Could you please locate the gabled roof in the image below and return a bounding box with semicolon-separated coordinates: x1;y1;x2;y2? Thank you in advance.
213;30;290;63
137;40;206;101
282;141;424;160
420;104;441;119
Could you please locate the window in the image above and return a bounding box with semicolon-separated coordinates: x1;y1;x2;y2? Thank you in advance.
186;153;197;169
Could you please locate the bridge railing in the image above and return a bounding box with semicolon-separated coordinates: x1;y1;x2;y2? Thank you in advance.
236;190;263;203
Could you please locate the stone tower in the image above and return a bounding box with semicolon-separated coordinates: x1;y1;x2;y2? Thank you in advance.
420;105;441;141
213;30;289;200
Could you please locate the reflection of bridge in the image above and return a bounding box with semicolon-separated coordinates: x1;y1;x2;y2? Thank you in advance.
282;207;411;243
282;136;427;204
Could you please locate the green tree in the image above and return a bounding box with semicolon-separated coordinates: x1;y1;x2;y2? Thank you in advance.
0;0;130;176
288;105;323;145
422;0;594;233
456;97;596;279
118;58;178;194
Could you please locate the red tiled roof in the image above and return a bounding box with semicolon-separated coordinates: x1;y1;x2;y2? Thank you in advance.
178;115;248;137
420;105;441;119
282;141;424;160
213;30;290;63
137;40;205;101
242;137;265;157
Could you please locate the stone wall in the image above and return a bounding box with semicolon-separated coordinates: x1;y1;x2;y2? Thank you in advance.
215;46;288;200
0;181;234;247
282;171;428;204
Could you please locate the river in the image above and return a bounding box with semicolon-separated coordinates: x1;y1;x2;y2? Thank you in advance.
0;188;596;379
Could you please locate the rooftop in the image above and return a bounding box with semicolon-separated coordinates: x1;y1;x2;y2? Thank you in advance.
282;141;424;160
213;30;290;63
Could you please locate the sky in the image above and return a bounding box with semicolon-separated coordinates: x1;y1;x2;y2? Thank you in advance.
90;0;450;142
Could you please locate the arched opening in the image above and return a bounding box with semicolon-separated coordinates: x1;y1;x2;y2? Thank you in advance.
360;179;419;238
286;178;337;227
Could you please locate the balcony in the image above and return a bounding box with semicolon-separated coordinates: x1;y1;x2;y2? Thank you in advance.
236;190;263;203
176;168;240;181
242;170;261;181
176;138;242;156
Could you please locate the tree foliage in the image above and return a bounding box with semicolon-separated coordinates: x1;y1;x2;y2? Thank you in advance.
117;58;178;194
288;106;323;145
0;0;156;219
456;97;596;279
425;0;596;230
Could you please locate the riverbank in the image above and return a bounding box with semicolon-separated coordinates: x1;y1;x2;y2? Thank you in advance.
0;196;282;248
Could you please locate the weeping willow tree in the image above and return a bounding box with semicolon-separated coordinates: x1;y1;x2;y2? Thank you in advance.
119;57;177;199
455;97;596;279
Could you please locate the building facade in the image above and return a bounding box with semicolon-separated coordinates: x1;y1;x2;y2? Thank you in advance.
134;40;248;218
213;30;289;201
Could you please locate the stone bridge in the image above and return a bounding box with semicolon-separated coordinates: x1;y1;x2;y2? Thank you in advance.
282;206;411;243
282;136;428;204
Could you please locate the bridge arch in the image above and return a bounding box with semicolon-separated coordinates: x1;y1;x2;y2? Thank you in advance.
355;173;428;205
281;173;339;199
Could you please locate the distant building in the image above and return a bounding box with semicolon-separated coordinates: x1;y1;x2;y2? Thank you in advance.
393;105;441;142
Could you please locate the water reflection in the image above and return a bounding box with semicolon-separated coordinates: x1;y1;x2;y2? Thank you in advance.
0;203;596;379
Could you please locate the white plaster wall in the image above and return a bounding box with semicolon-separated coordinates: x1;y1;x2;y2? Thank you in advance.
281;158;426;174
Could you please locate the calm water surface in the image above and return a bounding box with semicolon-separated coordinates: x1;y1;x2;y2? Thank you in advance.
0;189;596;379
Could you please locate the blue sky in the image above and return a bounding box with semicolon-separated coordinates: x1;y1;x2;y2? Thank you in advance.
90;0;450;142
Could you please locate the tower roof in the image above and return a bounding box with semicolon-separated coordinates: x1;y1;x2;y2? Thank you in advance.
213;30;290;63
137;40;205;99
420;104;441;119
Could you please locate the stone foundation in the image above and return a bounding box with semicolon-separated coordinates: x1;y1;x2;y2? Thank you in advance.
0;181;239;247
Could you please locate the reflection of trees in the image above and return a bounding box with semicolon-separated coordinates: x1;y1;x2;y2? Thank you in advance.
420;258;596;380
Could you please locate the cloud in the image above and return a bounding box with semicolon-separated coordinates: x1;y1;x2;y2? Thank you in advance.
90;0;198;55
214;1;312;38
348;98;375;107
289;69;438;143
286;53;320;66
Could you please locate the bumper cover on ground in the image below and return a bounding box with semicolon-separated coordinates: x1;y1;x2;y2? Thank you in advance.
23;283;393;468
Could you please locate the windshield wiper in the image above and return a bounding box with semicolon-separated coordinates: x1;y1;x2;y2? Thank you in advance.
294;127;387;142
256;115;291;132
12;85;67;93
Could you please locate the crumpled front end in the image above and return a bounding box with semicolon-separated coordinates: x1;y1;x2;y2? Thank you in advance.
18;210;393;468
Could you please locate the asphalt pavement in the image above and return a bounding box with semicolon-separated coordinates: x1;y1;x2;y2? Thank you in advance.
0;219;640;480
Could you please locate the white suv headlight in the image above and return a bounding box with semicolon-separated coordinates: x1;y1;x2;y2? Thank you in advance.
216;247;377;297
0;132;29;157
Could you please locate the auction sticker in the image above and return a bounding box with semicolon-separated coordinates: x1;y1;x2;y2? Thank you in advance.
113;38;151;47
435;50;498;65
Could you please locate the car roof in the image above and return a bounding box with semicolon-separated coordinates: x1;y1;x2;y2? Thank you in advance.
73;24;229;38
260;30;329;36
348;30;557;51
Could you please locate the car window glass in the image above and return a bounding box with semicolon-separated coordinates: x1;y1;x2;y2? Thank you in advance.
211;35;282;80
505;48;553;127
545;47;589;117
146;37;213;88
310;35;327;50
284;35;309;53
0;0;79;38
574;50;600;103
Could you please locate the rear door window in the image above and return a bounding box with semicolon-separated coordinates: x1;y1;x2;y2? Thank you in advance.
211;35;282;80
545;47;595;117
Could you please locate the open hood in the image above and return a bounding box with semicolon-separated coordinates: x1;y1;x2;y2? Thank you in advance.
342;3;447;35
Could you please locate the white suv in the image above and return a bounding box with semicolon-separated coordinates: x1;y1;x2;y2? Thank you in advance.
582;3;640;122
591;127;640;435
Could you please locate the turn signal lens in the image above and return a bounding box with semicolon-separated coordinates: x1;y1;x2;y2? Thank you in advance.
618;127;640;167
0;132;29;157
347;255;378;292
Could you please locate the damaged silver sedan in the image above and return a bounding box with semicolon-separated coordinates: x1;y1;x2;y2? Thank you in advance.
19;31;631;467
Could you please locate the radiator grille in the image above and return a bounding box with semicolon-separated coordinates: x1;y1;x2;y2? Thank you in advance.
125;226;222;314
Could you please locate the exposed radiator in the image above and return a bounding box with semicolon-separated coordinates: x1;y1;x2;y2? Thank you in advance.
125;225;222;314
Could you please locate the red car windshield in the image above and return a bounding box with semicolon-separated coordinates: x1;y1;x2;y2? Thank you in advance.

.....

Scale the items above, starting at the line containing "Could you please locate the reflection of trees" and ending at the line containing "348;30;557;51", and give all of those lines again, requests included. Multiply each bounding-box coordinate in the answers by 0.55 and round to whole numbers, with halves rounded up; leave the requests and their format samples unchanged.

- TASK RESPONSE -
Could you please locate the reflection of trees in the image above and return a bounding box with semicolon-separated coordinates: x1;y1;x2;y2? Thank you in advance.
231;142;328;209
Could you please locate the cloud in the image above and return a bounding box with semicolon-separated coordinates: x1;y1;x2;y2? Thank you in advance.
50;0;109;30
118;1;172;21
191;54;206;59
159;38;241;79
157;29;176;36
Could you please locate the bumper cover on ground in the image below and return a bounding box with semicolon-separated coordinates: x1;y1;x2;y2? Thank you in advance.
13;156;216;257
Could you please locate the windshield wiper in the image above and return a bounding box with semicolon-separated coordinates: x1;y1;x2;y2? Thank you in advance.
162;70;213;78
141;63;160;73
7;47;37;51
Could you please locate the crumpled front end in the image above and return a bounding box with semicolon-separated coordinates: x1;y1;x2;y2? Thank you in advance.
10;116;216;257
Could you please locate the asphalt pavement in the image above and return a bounding box with semicolon-separated coordinates: x1;y1;x2;y2? Thank you in advance.
0;120;352;264
Could you please locate the white suv headlight in the image above and return a bounding box with semicolon-separated coordinates: x1;y1;x2;y2? Thank you in advance.
119;136;207;163
0;73;16;86
Could you please locate the auction sticker in the image above and return a bounding box with semicolon-separated coordinates: x1;y1;x2;y2? Thank you in advance.
62;21;83;26
239;28;274;36
Could you please locate the car roof in the image above and return a bounding box with semicolon-separated coordinates: x1;y1;x2;y2? Thank you in advance.
40;13;126;21
143;17;181;20
191;17;306;28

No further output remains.